-- Texte fourni --
····················
Le croire, c’est peut-être surestimer le poids des discours télévisuels sur les jugements politiques, ou en avoir une lecture un peu simpliste. C’est négliger, aussi, que cette force de frappe médiatique s’émousse à mesure que l’offre télévisuelle se diversifie en Italie –l’ère des chaines de télévision toutes puissantes et des émissions consensuelles est peut-être passée, dans la Péninsule comme ailleurs-. C’est présumer enfin que les choix des électeurs sont profondément irrationnels.
Il n’est pas de victoire électorale irrationnelle en démocratie
Mais pourquoi les électeurs italiens seraient-ils plus irrationnels que ceux de France, d’Espagne, du Portugal ou de Grèce –pour s’en tenir à des pays méditerranéens- ? On tentera donc de proposer une interprétation globale des succès électoraux de Berlusconi, en plusieurs hypothèses :
1-Berlusconi apparaissait, depuis la fin des années 1990 jusqu’à la rupture récente avec Gianfranco Fini, comme le leader incontesté de son camp. Aucun des leaders successifs de la gauche n’a bénéficié de la même autorité, fût-ce Romano Prodi.
····················
-- Entrées de données --
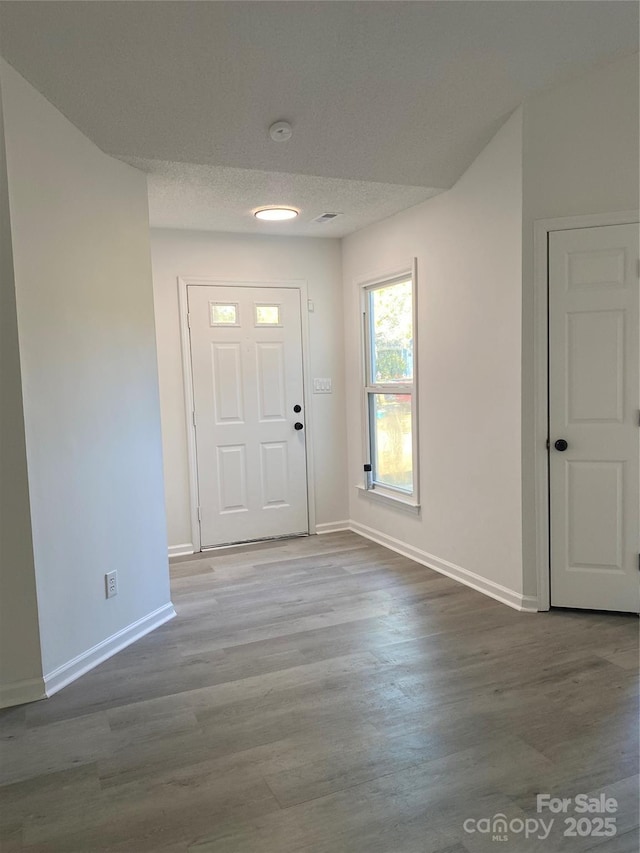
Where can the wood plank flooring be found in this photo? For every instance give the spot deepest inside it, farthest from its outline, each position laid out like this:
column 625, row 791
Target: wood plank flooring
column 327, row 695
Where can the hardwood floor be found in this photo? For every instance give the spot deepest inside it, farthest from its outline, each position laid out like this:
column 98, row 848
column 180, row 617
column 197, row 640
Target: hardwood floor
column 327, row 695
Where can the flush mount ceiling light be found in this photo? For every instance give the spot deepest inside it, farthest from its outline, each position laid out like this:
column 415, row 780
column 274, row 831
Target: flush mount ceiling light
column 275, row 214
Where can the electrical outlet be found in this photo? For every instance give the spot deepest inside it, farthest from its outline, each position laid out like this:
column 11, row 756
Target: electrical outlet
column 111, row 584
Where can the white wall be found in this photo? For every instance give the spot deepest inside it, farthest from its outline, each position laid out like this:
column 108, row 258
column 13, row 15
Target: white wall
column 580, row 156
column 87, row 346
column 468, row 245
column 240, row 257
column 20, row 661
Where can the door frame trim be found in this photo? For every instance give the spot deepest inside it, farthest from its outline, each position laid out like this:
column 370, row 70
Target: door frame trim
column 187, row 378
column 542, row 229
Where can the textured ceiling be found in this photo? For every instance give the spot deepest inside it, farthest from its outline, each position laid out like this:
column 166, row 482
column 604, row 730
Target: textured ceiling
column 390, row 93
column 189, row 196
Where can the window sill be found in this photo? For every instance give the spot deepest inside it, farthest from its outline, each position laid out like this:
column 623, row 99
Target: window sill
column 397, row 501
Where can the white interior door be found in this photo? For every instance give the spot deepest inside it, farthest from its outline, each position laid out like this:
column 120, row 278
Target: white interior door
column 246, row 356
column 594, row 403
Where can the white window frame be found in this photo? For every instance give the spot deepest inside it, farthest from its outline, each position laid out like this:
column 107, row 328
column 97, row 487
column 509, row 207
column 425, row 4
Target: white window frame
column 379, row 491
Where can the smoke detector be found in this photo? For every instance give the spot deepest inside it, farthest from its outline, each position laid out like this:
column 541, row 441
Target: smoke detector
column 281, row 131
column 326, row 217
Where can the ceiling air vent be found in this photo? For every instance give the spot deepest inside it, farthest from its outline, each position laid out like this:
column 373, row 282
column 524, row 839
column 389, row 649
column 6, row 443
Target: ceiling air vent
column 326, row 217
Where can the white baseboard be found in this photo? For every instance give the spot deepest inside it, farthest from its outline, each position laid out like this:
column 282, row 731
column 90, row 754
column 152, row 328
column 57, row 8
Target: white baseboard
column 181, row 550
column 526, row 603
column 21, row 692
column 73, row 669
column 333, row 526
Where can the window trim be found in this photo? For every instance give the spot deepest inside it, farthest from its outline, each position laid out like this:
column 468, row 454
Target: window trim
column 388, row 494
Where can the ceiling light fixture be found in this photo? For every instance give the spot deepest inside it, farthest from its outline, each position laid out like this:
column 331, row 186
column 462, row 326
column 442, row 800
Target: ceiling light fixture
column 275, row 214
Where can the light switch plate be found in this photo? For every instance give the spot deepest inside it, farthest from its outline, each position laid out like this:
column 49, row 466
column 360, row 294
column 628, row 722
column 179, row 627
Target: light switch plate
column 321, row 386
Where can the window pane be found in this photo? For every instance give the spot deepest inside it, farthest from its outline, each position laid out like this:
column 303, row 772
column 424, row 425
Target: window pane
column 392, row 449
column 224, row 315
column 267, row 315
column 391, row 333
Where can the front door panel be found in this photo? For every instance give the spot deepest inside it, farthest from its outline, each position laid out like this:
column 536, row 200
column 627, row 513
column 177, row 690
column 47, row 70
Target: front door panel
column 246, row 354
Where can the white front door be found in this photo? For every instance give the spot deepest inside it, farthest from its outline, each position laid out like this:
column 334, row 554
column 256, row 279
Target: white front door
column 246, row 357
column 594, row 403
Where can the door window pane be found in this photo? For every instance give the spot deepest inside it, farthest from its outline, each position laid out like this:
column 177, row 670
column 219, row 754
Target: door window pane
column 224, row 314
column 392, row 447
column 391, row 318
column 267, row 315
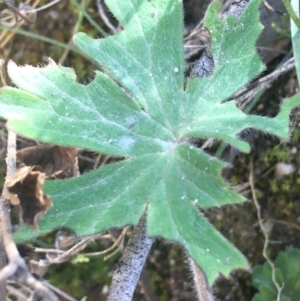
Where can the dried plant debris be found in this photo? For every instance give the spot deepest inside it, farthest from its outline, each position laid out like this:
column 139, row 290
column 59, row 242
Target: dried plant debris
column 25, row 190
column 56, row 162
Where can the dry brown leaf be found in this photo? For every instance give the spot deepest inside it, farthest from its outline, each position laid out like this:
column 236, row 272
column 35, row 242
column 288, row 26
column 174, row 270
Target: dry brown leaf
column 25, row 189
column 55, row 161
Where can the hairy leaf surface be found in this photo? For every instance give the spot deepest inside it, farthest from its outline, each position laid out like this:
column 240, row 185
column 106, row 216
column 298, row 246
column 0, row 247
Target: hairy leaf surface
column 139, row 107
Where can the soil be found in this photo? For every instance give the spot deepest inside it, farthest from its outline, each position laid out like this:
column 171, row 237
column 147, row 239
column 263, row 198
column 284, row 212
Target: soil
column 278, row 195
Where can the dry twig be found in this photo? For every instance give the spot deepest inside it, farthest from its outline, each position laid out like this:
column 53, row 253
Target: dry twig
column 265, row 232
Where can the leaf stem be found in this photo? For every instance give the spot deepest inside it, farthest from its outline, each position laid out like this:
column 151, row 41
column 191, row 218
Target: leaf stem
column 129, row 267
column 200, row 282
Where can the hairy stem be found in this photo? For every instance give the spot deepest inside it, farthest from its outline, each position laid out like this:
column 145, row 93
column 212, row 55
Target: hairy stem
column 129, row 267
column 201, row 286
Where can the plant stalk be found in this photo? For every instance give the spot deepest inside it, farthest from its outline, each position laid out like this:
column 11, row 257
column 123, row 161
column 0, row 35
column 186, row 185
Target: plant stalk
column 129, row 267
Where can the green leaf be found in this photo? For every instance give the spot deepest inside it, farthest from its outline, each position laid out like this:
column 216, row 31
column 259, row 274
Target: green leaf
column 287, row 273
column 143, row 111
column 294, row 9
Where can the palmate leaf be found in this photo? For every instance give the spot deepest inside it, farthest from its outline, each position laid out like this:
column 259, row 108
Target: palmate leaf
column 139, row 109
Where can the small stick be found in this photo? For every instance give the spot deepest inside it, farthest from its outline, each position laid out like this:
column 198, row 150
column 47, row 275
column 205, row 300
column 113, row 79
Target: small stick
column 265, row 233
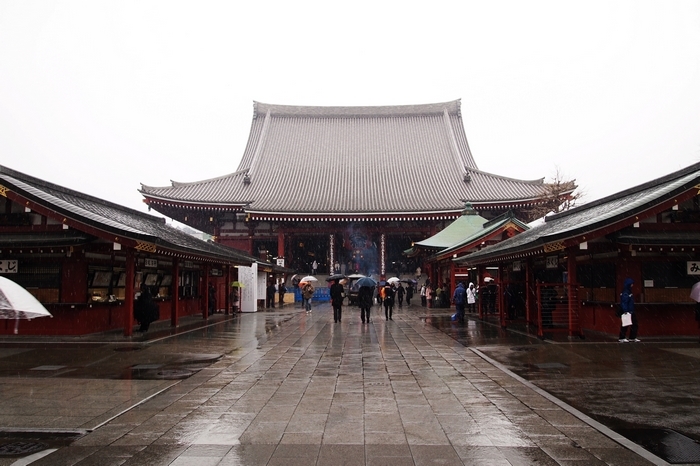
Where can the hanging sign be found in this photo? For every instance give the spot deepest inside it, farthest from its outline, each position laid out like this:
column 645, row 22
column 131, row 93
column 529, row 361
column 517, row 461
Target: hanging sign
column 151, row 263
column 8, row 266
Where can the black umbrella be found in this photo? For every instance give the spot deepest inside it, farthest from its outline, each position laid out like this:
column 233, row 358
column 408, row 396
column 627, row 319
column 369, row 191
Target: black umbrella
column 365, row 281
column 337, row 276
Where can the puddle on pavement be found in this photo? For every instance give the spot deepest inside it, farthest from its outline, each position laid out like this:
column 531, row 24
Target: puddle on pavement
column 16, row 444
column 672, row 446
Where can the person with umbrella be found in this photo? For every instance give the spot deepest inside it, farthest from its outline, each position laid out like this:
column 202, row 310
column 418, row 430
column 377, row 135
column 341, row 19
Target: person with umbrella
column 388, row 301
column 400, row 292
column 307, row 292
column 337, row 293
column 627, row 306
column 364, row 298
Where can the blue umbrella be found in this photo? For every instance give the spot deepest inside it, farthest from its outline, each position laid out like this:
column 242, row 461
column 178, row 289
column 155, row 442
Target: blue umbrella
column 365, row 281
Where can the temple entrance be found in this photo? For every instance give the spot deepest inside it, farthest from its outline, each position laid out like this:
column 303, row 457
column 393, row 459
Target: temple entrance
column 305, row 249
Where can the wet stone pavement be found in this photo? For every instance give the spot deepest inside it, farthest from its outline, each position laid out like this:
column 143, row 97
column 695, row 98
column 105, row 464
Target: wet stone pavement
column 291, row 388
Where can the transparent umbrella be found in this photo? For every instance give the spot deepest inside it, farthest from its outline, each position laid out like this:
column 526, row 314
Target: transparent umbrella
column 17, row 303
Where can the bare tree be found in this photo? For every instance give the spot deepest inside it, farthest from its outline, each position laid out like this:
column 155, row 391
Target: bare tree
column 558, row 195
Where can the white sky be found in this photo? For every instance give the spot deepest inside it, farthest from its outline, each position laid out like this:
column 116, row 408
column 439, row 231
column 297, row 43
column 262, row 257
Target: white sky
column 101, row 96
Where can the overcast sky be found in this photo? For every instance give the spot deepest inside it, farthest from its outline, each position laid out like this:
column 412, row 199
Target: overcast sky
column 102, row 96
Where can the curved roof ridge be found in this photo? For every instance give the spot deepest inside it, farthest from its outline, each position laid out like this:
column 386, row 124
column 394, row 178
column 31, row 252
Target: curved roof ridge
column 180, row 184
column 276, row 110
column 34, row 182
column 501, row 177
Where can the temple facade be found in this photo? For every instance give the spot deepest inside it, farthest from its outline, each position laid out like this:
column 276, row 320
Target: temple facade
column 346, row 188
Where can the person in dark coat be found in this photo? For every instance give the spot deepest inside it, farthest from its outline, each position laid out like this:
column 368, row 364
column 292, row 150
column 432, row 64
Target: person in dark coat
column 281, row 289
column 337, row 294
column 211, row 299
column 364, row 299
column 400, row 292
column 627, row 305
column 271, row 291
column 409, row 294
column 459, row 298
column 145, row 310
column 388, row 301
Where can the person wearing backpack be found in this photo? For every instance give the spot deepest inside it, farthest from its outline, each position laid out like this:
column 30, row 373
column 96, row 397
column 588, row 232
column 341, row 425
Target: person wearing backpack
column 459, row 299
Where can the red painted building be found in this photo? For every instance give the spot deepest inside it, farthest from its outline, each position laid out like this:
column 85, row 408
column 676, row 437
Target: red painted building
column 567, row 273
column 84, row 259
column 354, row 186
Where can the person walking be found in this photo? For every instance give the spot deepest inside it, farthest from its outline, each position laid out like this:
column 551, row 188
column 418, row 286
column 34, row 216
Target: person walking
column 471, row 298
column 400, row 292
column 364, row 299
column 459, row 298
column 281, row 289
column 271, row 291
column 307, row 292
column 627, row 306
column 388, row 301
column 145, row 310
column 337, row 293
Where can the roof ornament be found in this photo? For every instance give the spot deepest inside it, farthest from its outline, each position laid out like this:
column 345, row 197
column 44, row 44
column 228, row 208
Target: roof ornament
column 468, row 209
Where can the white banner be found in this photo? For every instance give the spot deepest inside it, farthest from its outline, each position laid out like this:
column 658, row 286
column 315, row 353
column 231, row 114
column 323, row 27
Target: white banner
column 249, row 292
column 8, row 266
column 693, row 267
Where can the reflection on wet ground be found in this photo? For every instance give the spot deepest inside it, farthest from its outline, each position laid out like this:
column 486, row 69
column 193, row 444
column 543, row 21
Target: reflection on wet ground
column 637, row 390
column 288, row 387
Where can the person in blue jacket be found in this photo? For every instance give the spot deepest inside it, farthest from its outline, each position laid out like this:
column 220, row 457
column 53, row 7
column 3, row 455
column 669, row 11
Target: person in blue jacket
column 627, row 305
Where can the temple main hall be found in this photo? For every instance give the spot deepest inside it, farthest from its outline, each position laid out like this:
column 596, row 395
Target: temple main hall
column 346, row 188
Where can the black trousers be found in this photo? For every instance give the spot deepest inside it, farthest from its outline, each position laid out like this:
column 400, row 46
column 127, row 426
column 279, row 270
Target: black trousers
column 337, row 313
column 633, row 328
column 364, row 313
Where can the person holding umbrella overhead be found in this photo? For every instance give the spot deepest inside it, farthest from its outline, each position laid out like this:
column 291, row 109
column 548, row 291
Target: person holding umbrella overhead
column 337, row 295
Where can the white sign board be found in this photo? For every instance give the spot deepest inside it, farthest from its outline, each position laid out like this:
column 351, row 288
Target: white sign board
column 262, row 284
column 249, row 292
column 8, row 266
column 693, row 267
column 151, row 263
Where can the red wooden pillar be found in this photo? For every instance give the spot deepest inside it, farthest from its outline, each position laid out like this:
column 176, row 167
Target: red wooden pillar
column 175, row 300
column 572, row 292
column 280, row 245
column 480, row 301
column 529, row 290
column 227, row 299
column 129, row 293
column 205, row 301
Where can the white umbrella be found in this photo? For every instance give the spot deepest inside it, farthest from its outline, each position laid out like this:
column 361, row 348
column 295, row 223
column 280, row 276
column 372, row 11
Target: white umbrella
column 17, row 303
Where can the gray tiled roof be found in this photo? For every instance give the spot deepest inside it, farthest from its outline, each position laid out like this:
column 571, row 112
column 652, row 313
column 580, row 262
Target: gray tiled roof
····················
-- Problèmes --
1. D'après le texte fourni, quel leader de gauche est nommé comme n'ayant pas joui de la même autorité que Berlusconi ?
2. Traduisez en anglais cette phrase du texte fourni : « C’est présumer enfin que les choix des électeurs sont profondément irrationnels. »
3. Recopiez le passage du texte fourni en commençant aux mots « Il n’est pas » et en vous arrêtant après « fût-ce Romano Prodi. ».
La liste ci-dessus forme un matériau distinct du texte fourni.

-- Réponses par tâche --
1. Romano Prodi.

2. Finally, it is to presume that voters' choices are deeply irrational.

3.
Il n’est pas de victoire électorale irrationnelle en démocratie
Mais pourquoi les électeurs italiens seraient-ils plus irrationnels que ceux de France, d’Espagne, du Portugal ou de Grèce –pour s’en tenir à des pays méditerranéens- ? On tentera donc de proposer une interprétation globale des succès électoraux de Berlusconi, en plusieurs hypothèses :
1-Berlusconi apparaissait, depuis la fin des années 1990 jusqu’à la rupture récente avec Gianfranco Fini, comme le leader incontesté de son camp. Aucun des leaders successifs de la gauche n’a bénéficié de la même autorité, fût-ce Romano Prodi.